Collected data entries:
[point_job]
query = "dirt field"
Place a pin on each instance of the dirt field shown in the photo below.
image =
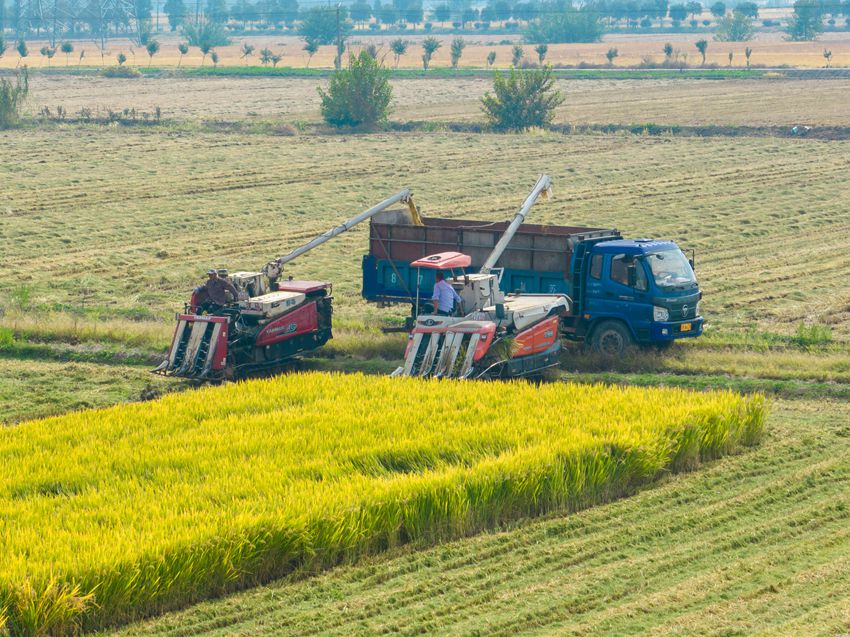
(769, 49)
(663, 101)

• _Exercise directions_: Write out each entry word for word, images excluded.

• _Solution for this exercise_:
[point_job]
query = "dirt field"
Place a pin on each instance of the dirt field shown in the photo below.
image =
(769, 49)
(663, 101)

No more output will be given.